● **Written problem**: Recast the listing below as a numbered list, one line per item, skipping any blank lines. Leave the pictures out of your answer.

** start of Dataset content **

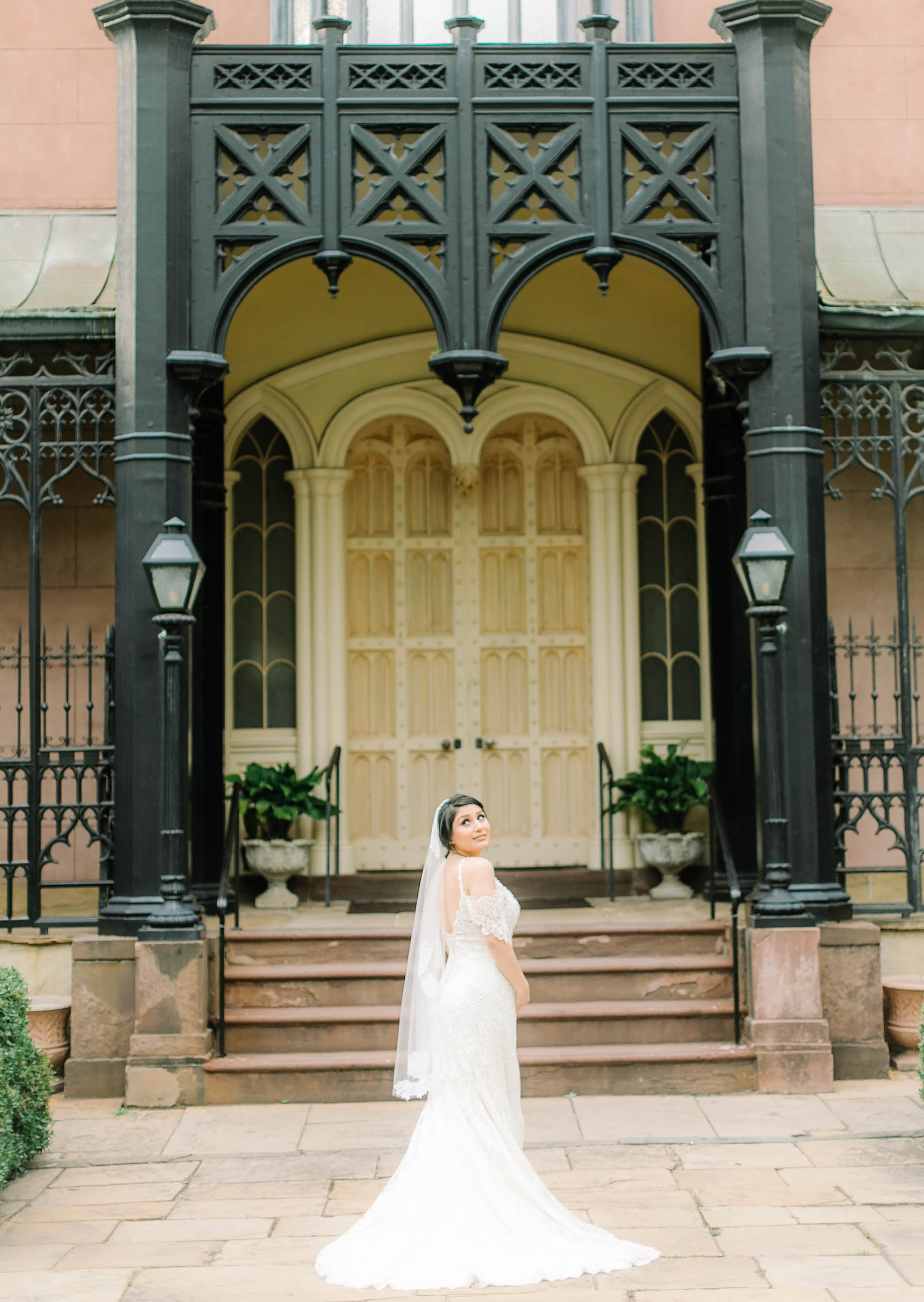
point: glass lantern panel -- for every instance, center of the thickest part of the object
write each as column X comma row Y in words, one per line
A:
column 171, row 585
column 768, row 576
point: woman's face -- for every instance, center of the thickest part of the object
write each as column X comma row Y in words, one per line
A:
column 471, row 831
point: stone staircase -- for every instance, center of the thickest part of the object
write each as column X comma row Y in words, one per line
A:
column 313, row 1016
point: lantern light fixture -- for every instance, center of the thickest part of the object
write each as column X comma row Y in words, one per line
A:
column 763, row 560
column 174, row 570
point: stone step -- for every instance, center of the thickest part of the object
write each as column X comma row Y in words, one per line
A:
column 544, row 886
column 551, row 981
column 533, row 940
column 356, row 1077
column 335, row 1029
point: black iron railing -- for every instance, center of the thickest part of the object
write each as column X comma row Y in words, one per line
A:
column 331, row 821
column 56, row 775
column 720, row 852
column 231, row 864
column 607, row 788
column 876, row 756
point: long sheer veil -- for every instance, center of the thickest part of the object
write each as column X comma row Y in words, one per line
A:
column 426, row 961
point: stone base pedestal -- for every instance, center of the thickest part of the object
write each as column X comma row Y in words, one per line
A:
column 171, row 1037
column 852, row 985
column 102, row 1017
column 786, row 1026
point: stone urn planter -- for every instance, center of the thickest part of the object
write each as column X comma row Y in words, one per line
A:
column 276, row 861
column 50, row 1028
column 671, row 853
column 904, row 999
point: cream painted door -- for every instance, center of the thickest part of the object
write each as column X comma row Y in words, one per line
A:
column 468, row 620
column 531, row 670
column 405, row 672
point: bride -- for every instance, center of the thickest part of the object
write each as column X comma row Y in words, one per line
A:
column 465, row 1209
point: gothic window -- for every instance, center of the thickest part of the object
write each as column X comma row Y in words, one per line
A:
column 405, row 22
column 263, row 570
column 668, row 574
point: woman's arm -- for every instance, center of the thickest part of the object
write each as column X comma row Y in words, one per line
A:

** end of Dataset content **

● **Complete answer**:
1. point: glass lantern panel -- for every instance, center of the thickest part of the object
2. write each as column X comma row Y in words, one per line
3. A:
4. column 171, row 585
5. column 768, row 576
6. point: woman's face -- for every instance, center of the thickest part of the object
7. write each as column X comma row Y in words, one per line
8. A:
9. column 471, row 831
10. point: stone staircase -- for every instance, center of the thickest part of the object
11. write each as column X comma row Y in words, one per line
12. A:
13. column 313, row 1016
14. point: lantern light fixture -- for every instance, center of the thickest part of the object
15. write each as column X comma row Y in words, one per line
16. A:
17. column 763, row 560
18. column 174, row 570
19. point: stone step -- for every instance, center of the thickest part of the object
20. write each as column X comma row Y in words, one per line
21. A:
22. column 544, row 886
23. column 551, row 981
24. column 533, row 940
25. column 356, row 1077
26. column 335, row 1029
27. point: black iron railing -- for every instance, center of the thickest part of the object
28. write each as column X comma row Y in words, one per line
29. A:
30. column 331, row 821
31. column 56, row 775
32. column 720, row 852
33. column 231, row 864
34. column 607, row 788
35. column 876, row 756
36. point: long sheer veil -- for every instance, center of the thickest part of the object
37. write each as column X comma row Y in words, one per line
38. A:
39. column 426, row 961
40. point: stone base pedestal -- for every instance, center of the thickest part of the object
41. write each as column X comma row Y in words, one per line
42. A:
43. column 171, row 1037
44. column 852, row 985
45. column 102, row 1017
46. column 786, row 1026
47. point: stone urn planter -- for every instance, center of the thickest part of the object
48. write each as column X comma row Y in words, one per line
49. A:
50. column 276, row 861
51. column 50, row 1028
52. column 671, row 853
53. column 904, row 999
54. point: cream painted door -- for every instance, center of the thickest part of the object
55. write each as column X comma row Y in words, one per line
56. A:
57. column 468, row 620
58. column 531, row 670
59. column 405, row 672
60. point: bride -- for every instance, center of the thickest part of the object
61. write each as column X comma row Y in words, one per line
62. A:
63. column 465, row 1209
64. point: gothic window -- for every instance, center of the thickest part of the object
65. write each as column X comma row Y in words, one per line
66. A:
67. column 405, row 22
68. column 263, row 570
69. column 668, row 574
70. point: woman's arm -- for every instance, center of the thickest part of the object
71. write each as column X comma row Y in words, one per line
72. A:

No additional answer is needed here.